Problem:
Every line below that has the string "white" needs to be copied.

--------

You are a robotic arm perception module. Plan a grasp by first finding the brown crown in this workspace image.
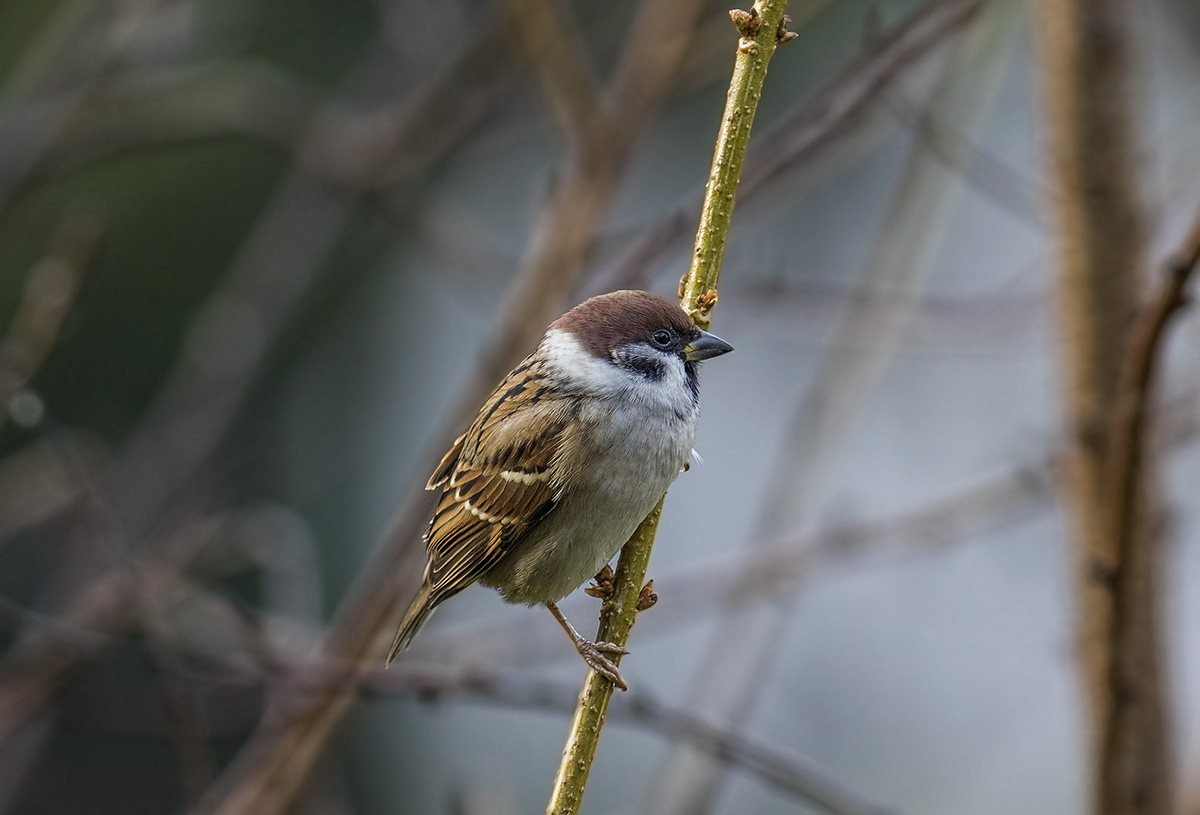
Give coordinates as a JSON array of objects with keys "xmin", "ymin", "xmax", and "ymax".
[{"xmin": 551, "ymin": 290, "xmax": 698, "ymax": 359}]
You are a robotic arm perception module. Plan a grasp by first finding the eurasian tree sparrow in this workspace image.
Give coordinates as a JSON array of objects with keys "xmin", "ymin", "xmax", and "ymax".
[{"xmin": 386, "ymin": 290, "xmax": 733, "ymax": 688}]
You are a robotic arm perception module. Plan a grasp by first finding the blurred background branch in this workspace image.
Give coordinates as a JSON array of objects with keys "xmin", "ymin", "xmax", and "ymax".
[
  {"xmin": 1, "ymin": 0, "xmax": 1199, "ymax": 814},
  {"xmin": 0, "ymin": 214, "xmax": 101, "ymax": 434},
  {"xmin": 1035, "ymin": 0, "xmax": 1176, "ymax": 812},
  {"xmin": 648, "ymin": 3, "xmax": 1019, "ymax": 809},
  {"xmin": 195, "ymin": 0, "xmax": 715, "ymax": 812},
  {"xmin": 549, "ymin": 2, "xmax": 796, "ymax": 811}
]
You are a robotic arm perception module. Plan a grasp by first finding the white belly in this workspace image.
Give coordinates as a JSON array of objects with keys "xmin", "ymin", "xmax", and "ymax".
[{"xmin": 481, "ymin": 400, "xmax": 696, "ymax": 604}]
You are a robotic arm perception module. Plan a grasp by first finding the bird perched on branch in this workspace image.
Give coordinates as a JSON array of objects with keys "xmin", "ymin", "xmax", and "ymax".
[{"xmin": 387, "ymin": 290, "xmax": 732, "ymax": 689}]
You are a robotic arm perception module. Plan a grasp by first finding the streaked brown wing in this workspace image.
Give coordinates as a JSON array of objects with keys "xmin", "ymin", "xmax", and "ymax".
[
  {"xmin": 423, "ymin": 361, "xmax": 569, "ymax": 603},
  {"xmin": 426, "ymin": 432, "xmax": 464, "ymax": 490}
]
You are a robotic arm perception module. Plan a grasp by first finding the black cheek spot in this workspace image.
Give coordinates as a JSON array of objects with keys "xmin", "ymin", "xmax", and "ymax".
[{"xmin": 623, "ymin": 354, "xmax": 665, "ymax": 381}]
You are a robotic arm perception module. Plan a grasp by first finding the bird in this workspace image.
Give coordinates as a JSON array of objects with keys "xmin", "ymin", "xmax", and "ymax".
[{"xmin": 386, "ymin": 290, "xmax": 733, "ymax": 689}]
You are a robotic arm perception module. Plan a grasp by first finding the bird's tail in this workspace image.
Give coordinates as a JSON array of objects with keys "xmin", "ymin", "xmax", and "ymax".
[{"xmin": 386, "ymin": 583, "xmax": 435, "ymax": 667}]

--------

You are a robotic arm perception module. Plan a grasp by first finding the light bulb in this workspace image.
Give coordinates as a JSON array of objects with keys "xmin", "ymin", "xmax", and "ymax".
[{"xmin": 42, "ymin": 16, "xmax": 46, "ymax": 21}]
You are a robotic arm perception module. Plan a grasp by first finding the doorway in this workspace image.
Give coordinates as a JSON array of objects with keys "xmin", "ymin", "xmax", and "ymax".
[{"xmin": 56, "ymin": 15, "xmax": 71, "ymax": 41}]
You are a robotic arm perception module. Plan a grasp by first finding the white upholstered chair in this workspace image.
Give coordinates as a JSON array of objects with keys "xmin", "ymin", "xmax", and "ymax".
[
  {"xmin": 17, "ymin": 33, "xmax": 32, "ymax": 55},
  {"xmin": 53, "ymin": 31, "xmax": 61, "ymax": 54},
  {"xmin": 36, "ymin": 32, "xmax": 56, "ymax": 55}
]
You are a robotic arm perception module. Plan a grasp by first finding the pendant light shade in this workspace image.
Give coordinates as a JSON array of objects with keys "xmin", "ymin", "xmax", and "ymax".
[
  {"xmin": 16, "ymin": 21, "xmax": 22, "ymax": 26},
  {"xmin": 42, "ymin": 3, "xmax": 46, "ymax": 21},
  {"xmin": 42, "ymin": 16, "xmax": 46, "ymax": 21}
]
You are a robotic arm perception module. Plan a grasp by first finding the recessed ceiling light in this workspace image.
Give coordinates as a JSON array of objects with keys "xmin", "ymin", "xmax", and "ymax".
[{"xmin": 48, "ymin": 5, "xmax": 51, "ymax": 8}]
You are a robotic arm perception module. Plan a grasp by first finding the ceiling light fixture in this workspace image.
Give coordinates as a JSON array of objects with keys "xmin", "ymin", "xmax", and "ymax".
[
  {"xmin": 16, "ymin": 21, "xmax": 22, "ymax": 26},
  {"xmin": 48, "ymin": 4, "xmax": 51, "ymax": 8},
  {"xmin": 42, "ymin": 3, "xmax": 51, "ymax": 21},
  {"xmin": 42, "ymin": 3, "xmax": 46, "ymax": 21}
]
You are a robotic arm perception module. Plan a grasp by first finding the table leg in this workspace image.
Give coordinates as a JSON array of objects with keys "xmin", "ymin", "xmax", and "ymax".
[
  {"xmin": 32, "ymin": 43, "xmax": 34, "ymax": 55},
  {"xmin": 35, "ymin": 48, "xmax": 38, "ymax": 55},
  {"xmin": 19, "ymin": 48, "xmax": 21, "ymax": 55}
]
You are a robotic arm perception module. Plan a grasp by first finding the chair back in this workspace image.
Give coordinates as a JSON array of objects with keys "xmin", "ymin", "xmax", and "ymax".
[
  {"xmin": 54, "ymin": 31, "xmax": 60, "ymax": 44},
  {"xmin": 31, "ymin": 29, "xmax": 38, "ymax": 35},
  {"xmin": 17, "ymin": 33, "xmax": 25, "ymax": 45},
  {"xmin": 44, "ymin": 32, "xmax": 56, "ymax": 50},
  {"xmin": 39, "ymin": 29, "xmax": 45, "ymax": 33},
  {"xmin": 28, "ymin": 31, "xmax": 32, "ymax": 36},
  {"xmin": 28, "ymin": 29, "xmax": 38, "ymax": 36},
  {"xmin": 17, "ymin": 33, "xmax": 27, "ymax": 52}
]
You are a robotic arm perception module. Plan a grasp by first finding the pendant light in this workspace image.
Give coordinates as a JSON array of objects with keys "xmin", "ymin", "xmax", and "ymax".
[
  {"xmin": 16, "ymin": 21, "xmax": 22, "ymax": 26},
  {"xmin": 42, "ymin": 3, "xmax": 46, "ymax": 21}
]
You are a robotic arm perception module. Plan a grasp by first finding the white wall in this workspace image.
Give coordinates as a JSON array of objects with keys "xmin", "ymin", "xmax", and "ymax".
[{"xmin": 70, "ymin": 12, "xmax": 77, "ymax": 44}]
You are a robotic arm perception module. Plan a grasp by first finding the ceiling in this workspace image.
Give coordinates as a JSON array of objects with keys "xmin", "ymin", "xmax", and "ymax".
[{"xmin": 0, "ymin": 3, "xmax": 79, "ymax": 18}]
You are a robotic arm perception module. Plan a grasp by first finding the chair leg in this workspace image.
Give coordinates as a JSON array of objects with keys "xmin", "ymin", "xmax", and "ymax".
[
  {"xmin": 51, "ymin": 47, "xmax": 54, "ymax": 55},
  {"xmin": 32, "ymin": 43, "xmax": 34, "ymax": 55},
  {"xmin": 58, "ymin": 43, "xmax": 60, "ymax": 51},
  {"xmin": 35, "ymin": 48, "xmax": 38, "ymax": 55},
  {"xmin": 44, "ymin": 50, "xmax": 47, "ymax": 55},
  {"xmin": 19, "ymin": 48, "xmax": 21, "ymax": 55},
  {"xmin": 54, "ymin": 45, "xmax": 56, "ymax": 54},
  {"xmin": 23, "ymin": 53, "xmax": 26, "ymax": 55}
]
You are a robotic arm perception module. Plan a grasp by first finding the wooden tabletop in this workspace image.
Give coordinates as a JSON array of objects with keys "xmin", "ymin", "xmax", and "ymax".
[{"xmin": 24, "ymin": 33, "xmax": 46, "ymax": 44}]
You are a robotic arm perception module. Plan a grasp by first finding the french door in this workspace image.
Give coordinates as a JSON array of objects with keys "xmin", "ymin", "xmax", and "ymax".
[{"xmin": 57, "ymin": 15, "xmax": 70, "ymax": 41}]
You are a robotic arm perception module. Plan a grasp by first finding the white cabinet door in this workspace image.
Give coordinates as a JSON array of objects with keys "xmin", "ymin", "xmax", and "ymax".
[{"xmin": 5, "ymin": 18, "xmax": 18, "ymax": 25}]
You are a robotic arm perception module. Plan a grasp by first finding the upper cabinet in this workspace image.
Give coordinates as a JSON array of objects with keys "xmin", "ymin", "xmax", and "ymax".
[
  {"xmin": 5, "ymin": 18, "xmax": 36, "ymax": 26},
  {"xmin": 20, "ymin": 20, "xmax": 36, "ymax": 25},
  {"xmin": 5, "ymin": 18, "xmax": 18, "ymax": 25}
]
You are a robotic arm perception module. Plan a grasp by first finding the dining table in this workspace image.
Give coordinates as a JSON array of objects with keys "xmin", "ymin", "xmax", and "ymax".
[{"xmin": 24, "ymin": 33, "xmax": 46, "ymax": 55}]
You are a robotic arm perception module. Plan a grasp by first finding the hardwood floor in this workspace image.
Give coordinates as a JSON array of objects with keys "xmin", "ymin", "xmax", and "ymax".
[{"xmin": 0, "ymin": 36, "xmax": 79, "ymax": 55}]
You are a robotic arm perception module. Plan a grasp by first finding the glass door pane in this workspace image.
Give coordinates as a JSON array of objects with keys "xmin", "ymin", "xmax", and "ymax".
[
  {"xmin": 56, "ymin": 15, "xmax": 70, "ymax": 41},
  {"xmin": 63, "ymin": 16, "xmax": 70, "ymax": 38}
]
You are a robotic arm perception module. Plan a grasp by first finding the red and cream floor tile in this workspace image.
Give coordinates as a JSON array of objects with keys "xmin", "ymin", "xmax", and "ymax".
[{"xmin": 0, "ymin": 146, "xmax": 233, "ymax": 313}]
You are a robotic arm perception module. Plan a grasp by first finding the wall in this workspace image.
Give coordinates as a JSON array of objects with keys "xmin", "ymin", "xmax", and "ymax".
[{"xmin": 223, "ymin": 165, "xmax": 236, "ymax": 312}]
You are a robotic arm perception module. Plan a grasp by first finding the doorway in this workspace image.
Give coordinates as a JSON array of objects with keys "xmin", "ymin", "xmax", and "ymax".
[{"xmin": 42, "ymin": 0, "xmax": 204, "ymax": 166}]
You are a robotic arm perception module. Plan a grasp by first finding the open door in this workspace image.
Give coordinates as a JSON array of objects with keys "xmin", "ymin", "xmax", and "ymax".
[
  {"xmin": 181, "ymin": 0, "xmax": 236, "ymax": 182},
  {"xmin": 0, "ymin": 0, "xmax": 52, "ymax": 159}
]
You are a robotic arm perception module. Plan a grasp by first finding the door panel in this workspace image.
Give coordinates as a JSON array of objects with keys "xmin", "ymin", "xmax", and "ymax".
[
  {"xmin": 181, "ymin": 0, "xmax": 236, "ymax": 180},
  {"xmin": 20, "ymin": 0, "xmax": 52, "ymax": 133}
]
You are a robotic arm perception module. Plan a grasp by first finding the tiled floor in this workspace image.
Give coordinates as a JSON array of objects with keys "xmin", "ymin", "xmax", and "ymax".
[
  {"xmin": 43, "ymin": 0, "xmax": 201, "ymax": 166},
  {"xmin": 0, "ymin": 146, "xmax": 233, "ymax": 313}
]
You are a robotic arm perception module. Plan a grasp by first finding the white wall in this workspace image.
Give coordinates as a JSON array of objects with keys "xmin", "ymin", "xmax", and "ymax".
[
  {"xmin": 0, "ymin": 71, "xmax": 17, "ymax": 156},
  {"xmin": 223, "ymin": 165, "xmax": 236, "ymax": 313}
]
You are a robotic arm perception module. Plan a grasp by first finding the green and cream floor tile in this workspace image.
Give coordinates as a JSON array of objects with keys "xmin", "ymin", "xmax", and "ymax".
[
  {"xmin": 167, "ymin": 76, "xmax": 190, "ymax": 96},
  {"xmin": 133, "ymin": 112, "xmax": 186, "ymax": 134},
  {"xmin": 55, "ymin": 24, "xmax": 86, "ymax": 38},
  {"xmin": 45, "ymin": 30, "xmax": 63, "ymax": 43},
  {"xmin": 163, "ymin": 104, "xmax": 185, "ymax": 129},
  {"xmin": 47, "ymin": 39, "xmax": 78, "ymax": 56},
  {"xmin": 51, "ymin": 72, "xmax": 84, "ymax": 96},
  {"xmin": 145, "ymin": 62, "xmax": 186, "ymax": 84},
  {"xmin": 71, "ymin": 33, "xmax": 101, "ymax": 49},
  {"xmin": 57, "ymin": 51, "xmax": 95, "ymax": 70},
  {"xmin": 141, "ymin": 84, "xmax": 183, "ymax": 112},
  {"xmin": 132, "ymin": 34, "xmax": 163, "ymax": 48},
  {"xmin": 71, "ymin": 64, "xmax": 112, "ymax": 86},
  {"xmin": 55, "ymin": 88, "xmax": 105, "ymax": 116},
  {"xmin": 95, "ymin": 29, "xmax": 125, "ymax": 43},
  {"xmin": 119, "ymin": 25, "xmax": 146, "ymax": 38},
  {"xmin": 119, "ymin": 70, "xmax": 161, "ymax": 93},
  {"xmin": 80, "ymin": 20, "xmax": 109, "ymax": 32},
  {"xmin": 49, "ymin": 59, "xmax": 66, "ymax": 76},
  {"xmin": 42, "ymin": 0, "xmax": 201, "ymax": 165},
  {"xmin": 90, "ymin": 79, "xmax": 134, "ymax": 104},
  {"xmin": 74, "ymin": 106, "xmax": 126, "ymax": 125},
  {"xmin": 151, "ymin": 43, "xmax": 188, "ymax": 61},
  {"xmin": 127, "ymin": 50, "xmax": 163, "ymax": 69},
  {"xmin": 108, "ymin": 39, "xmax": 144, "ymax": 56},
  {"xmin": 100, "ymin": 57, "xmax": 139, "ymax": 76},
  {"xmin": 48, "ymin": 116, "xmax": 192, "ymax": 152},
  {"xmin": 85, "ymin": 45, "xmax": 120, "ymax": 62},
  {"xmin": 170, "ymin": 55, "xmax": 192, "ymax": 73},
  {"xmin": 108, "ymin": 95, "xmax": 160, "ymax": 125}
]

--------

Exercise solution:
You are a robotic arm perception module. Plan a grasp by first finding the white belly in this workspace image.
You are a robotic arm perception module. Plan a grasp by first finding the white upholstered chair in this workspace image.
You are a robotic arm perception module. Plan a grasp by first finding the white wall in this workspace image.
You are a robotic arm perception module. Plan a grasp by first finding the white cabinet door in this workspace image.
You are a robotic arm perception module. Plan a grasp by first finding the white wall in this workspace image.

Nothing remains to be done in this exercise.